**Material for this exercise:**
☆ ☆ ☆ ☆ ☆

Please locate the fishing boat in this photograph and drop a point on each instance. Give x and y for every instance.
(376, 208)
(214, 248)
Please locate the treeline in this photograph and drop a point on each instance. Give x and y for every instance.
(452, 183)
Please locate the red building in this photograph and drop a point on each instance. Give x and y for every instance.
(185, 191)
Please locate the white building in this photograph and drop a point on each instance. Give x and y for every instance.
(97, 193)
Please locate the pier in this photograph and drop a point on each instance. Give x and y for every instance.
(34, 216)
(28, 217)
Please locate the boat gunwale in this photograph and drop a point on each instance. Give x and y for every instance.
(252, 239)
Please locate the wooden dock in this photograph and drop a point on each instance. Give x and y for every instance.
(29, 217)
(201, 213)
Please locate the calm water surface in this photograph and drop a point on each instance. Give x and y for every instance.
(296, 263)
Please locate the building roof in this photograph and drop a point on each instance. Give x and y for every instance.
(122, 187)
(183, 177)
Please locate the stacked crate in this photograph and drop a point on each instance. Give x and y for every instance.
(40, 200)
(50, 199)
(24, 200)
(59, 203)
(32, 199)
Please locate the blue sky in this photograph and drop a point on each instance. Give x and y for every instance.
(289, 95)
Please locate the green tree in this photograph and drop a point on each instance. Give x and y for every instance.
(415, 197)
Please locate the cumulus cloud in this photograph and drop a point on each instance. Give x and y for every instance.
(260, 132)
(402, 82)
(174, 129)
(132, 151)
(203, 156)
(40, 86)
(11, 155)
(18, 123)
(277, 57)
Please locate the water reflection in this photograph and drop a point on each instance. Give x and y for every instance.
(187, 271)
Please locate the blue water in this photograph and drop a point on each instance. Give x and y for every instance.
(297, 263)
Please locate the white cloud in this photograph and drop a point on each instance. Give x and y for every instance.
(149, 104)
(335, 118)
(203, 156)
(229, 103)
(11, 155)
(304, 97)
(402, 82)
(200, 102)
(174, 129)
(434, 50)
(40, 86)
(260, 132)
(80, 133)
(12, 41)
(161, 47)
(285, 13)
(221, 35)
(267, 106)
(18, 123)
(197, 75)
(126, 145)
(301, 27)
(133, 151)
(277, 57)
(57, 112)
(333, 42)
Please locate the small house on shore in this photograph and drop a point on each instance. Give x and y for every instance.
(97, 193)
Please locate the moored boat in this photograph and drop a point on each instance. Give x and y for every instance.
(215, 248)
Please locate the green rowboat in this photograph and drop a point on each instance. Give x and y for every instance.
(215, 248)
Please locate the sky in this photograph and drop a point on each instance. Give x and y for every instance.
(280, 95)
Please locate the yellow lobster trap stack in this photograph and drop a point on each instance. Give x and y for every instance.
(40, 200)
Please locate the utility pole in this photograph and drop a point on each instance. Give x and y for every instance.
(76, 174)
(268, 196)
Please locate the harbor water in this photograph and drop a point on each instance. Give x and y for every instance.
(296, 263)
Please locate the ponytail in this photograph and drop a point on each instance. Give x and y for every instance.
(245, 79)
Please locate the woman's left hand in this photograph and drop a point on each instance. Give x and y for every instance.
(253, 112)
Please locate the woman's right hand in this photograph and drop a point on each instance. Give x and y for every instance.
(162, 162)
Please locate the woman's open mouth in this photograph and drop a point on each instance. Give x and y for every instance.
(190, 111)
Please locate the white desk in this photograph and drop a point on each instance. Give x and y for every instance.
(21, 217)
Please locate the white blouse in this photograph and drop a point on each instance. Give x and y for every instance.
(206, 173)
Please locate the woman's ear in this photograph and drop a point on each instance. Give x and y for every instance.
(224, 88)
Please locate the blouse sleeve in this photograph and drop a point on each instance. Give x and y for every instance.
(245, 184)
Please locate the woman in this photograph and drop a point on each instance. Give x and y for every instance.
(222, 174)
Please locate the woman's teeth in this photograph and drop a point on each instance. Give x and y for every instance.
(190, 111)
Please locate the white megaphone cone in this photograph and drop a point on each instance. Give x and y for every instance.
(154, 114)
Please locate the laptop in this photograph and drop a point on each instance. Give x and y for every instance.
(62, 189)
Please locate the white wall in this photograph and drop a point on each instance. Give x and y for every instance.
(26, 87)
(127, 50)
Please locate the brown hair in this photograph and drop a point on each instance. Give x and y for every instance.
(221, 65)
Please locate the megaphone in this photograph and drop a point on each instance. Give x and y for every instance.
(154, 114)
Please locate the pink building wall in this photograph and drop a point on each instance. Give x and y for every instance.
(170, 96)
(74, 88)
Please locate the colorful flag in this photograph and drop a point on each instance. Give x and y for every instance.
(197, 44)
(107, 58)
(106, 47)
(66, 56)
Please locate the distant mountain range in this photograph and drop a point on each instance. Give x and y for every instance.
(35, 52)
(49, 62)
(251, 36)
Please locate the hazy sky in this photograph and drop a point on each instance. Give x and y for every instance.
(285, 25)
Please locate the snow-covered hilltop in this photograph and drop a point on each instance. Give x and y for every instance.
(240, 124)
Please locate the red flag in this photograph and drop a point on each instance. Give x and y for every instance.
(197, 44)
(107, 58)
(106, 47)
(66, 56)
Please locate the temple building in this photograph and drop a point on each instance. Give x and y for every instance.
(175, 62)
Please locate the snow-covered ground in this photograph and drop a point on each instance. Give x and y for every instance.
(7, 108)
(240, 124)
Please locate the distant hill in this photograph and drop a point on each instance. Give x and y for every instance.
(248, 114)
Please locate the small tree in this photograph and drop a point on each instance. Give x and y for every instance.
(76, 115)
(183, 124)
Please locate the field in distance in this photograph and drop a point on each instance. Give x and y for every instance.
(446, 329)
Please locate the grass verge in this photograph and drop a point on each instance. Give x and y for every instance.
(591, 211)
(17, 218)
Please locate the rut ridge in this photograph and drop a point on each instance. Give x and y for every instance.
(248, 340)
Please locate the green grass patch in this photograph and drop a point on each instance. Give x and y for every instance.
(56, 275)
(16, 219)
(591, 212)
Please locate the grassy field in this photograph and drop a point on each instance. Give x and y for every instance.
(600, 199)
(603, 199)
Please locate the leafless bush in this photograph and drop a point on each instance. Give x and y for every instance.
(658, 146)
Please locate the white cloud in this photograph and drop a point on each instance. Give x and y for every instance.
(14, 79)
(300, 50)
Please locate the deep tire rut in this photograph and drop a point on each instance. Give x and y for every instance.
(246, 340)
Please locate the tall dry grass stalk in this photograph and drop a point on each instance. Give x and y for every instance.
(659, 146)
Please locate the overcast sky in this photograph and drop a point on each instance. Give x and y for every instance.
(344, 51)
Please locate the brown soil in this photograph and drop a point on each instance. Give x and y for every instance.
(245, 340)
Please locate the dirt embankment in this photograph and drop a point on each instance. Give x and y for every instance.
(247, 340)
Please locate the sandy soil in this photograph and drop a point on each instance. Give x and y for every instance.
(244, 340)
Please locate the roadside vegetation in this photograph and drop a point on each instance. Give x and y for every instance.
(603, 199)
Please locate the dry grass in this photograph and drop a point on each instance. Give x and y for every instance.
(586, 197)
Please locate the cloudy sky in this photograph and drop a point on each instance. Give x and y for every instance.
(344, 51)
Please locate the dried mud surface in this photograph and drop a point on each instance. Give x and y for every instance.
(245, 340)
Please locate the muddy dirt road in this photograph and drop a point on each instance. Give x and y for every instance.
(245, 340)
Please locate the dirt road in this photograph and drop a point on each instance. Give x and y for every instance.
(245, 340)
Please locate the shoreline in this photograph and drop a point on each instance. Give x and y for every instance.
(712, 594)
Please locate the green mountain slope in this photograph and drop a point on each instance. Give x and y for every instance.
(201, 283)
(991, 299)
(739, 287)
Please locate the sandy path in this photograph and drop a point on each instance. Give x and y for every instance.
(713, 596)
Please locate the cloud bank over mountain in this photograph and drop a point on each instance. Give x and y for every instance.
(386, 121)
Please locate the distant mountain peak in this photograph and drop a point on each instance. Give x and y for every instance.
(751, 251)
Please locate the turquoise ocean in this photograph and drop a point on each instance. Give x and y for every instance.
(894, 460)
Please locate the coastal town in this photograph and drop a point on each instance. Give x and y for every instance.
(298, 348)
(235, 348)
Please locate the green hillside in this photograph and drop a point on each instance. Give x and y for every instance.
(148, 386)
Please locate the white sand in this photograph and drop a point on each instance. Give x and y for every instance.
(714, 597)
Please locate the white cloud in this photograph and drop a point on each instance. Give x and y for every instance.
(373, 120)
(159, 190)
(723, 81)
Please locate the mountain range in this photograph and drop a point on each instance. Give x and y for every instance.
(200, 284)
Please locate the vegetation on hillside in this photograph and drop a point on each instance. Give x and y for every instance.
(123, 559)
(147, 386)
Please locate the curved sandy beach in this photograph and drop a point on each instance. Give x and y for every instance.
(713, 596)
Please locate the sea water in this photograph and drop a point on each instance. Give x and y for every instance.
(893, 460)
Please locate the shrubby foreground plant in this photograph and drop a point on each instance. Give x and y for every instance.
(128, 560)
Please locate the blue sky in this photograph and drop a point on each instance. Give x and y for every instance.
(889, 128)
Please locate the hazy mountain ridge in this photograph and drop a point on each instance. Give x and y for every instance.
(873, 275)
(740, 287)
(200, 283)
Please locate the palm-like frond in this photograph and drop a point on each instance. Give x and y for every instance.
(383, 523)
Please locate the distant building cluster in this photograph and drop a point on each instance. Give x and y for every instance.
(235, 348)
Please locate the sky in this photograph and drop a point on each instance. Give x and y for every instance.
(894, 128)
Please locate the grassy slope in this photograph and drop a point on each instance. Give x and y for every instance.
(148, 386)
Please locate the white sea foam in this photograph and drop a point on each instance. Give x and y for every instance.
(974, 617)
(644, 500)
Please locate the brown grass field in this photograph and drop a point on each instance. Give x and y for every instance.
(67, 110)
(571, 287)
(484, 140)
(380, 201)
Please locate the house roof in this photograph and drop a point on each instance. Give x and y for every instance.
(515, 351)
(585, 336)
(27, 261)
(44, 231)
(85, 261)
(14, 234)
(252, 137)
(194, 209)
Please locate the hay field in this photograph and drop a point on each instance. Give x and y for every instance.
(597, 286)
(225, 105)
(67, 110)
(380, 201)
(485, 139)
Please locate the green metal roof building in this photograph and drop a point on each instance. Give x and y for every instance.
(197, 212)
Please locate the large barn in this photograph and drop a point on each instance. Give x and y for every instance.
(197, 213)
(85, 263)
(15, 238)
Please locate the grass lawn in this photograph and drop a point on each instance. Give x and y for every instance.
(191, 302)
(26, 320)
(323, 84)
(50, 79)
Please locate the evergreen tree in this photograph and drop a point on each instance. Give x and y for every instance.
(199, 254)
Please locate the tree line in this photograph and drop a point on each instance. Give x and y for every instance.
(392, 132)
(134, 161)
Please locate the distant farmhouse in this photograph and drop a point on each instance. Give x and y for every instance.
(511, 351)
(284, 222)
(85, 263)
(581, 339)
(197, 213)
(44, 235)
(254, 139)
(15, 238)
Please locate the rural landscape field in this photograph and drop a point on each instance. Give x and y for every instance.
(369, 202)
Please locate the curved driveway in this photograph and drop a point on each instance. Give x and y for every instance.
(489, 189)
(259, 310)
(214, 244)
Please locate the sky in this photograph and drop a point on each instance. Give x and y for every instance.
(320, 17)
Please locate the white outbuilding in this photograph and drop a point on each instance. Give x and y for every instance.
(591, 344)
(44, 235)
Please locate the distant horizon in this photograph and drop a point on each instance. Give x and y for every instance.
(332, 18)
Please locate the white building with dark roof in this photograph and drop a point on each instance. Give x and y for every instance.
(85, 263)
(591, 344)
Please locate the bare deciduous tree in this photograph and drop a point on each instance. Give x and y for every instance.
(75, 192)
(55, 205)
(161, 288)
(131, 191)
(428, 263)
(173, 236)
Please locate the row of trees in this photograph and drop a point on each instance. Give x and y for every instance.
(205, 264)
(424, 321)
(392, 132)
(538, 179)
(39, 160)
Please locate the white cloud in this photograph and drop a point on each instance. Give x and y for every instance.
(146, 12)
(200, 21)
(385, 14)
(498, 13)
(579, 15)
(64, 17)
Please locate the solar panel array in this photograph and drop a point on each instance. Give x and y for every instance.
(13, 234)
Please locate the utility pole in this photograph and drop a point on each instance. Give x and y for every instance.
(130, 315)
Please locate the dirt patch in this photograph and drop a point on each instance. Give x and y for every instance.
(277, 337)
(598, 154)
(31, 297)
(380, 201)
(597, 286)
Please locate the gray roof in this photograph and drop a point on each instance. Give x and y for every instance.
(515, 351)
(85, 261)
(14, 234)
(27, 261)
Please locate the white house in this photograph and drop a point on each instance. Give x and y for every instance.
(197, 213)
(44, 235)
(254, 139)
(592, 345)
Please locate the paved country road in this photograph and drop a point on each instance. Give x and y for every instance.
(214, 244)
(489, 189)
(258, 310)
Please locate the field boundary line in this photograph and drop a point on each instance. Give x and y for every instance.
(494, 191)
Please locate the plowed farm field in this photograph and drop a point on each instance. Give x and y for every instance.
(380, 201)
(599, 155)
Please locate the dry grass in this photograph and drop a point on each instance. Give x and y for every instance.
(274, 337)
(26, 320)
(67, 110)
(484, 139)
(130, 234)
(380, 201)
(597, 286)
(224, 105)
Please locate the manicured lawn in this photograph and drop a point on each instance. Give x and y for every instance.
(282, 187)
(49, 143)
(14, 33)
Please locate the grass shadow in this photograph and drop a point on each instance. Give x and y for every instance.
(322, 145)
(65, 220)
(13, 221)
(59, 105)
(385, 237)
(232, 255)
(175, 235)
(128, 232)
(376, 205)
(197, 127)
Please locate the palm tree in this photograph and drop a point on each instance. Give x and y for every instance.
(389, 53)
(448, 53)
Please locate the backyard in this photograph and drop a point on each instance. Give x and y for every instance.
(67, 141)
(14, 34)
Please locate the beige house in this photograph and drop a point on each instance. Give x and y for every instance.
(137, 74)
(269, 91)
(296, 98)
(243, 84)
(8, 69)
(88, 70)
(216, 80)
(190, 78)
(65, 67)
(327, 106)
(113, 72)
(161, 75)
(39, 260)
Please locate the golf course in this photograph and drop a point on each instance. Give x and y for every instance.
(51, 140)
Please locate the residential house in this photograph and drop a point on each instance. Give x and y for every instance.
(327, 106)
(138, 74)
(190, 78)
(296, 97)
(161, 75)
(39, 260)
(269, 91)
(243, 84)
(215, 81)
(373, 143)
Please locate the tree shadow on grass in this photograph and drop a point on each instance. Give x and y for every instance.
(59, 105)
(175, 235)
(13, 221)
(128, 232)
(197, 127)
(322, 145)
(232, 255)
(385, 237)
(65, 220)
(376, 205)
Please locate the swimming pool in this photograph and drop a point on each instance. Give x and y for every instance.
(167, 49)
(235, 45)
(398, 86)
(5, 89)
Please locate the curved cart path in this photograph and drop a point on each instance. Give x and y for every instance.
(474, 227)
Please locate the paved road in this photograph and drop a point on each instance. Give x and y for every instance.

☆ ☆ ☆ ☆ ☆

Your task is to transcribe the line containing "Please locate the golf" and every line after it, through the last line of the data, exactly as written and with nothing more.

Please locate the golf course in this photograph and drop a point on each instance. Give x and y for every instance.
(51, 140)
Please locate the residential house in this photograph and drop a point on each instance. Give x and y for every instance.
(327, 106)
(138, 74)
(190, 78)
(296, 97)
(161, 75)
(39, 260)
(269, 91)
(243, 84)
(215, 81)
(373, 143)
Please locate the tree shadow on grass in this photograph and drop a point on each instance. Give x and y for every instance.
(59, 105)
(175, 235)
(13, 221)
(128, 232)
(197, 127)
(322, 145)
(232, 255)
(385, 237)
(65, 220)
(376, 205)
Please locate the swimming pool in this photograph and drop a point on each instance. Give x and y for every instance.
(167, 49)
(235, 45)
(398, 86)
(5, 89)
Please locate the curved cart path in this photograph and drop a point on each instance. Give x and y for every instance.
(474, 227)
Please locate the paved road in this photograph and drop a point on each instance. Give x and y for every instance.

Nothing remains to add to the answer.